** TAREA **
Devuelve cada línea de los registros que contenga la cadena "positive", distinguiendo mayúsculas de minúsculas.

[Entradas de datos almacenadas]

☆ ☆ ☆

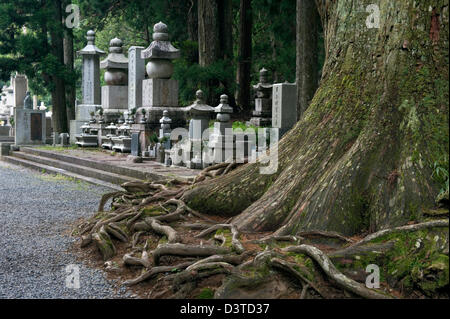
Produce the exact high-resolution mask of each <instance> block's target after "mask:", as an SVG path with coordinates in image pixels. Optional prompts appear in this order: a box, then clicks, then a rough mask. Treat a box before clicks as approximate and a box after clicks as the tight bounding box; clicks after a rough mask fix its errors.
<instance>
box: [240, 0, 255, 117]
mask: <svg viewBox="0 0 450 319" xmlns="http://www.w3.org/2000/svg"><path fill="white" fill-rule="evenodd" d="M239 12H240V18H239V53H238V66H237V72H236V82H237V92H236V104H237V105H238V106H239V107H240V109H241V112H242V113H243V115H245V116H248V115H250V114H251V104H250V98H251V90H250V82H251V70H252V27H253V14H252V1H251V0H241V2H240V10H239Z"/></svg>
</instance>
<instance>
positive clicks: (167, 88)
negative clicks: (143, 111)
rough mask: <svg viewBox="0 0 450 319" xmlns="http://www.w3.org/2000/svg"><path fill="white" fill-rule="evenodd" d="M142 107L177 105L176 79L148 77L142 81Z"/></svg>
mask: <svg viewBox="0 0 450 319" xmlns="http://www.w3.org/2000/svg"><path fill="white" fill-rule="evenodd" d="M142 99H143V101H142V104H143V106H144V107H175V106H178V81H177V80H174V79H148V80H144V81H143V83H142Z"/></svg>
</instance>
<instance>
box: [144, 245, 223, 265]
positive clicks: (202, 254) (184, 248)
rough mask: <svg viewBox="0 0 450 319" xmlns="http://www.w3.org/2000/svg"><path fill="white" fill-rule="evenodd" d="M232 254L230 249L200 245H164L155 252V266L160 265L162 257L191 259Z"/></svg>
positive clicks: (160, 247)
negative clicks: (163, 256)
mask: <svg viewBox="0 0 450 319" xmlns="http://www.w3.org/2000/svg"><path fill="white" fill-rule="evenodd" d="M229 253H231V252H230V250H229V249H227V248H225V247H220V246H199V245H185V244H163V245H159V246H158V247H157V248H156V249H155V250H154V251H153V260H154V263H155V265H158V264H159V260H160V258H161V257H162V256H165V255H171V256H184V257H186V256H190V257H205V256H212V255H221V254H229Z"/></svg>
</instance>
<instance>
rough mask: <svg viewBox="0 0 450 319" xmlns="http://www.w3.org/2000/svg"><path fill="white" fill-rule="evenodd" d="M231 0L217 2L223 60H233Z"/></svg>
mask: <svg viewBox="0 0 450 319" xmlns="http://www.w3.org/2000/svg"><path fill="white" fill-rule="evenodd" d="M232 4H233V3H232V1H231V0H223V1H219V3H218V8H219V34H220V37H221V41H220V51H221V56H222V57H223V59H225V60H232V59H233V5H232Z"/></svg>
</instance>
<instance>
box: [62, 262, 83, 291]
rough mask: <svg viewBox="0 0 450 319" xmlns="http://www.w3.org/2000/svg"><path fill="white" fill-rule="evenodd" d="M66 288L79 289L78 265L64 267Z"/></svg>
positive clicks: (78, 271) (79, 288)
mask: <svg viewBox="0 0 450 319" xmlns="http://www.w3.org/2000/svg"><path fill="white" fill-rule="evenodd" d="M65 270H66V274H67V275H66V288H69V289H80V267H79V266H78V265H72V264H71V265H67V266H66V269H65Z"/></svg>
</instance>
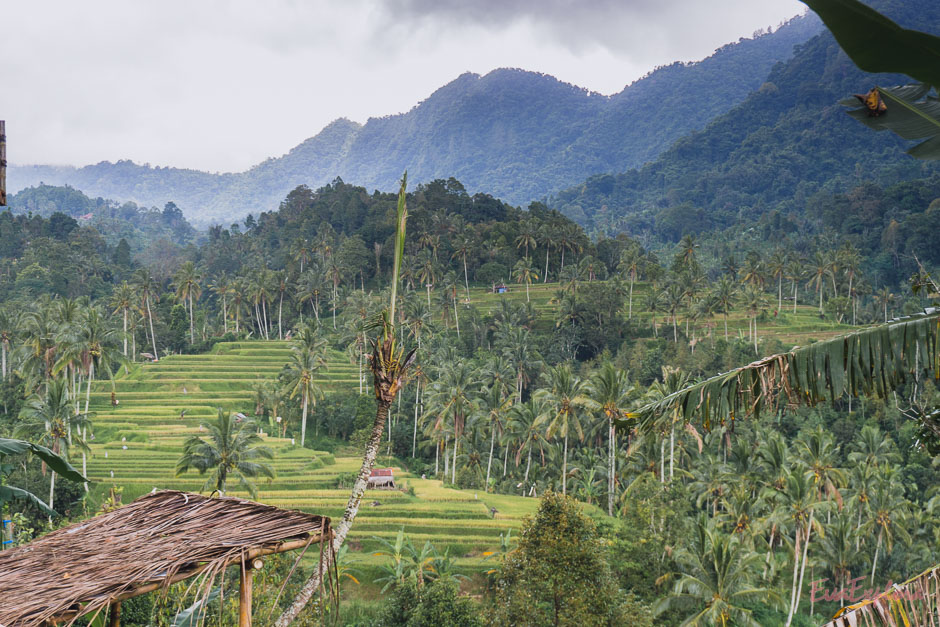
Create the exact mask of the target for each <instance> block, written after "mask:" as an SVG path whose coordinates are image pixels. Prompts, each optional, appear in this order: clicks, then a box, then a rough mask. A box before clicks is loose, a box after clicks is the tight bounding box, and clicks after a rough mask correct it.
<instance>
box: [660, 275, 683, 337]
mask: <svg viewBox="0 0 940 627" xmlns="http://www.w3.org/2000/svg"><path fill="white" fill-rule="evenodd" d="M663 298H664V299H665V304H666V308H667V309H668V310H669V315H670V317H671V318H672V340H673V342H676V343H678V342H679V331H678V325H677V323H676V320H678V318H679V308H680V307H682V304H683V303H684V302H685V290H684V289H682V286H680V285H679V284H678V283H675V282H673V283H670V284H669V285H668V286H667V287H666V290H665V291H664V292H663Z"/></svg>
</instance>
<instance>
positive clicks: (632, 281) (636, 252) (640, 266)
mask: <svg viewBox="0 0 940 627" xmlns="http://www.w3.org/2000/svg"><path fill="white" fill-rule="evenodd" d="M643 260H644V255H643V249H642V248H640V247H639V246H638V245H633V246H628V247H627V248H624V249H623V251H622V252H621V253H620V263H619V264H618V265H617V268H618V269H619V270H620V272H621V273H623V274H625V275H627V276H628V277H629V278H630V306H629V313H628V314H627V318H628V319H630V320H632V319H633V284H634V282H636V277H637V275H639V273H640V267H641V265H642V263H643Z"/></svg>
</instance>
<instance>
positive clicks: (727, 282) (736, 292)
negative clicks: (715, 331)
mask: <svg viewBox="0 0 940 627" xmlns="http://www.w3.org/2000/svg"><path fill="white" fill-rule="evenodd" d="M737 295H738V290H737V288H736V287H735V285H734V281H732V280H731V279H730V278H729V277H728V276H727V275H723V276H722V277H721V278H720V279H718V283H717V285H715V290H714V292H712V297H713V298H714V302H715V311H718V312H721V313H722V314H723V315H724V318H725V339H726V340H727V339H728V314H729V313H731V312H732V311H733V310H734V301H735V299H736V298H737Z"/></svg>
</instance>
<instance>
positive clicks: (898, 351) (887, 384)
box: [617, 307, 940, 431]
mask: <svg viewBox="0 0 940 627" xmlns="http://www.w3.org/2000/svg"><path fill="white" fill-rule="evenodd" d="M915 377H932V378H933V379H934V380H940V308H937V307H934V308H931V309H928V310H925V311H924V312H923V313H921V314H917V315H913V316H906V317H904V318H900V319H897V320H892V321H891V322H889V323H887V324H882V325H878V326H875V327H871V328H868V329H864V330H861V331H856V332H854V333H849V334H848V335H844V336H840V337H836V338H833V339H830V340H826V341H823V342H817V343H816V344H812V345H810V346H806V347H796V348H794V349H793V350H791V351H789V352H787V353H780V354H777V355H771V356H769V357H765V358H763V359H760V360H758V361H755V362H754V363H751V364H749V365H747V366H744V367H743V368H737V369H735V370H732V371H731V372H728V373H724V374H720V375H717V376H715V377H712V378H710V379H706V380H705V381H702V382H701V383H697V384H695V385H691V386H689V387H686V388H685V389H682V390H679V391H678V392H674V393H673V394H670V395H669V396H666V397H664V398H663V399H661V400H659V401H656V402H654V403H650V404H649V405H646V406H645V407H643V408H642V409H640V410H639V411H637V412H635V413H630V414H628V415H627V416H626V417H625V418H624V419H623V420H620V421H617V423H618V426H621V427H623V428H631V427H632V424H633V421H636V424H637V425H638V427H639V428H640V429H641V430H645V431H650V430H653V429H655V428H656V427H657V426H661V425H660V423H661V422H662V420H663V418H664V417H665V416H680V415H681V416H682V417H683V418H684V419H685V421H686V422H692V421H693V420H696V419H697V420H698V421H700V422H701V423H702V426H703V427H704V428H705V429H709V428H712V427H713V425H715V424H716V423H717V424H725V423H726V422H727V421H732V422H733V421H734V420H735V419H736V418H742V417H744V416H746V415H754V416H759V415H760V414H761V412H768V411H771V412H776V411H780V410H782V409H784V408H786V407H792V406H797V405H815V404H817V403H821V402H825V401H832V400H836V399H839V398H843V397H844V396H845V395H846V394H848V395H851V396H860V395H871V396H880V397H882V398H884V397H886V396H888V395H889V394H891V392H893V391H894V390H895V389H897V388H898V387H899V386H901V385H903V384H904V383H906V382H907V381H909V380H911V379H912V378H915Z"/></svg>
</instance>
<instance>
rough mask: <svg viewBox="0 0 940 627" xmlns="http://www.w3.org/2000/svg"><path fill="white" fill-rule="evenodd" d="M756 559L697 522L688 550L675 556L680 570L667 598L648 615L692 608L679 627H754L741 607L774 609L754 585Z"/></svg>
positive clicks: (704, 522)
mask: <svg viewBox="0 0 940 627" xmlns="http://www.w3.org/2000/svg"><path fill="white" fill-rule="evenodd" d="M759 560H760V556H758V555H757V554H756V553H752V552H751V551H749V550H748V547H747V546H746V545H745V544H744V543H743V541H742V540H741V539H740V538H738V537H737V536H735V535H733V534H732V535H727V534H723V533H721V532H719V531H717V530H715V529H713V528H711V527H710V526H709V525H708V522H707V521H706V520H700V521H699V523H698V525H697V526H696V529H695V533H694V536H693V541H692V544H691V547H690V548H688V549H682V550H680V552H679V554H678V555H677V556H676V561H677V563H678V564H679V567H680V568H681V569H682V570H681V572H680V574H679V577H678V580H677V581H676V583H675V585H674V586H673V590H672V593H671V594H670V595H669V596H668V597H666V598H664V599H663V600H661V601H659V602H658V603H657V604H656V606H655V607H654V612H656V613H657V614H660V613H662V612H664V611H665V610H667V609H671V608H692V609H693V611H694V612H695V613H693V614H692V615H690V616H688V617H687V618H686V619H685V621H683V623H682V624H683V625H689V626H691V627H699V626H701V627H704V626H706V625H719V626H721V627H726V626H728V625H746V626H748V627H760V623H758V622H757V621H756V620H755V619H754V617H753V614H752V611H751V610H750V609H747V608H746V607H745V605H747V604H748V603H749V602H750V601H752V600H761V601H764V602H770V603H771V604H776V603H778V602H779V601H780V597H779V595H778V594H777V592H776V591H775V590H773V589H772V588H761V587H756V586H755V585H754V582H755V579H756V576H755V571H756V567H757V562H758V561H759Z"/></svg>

☆ ☆ ☆

** RESPUESTA **
positive clicks: (167, 88)
positive clicks: (202, 254) (184, 248)
positive clicks: (160, 247)
positive clicks: (78, 271) (79, 288)
positive clicks: (632, 281) (636, 252) (640, 266)
positive clicks: (727, 282) (736, 292)
positive clicks: (898, 351) (887, 384)
positive clicks: (704, 522)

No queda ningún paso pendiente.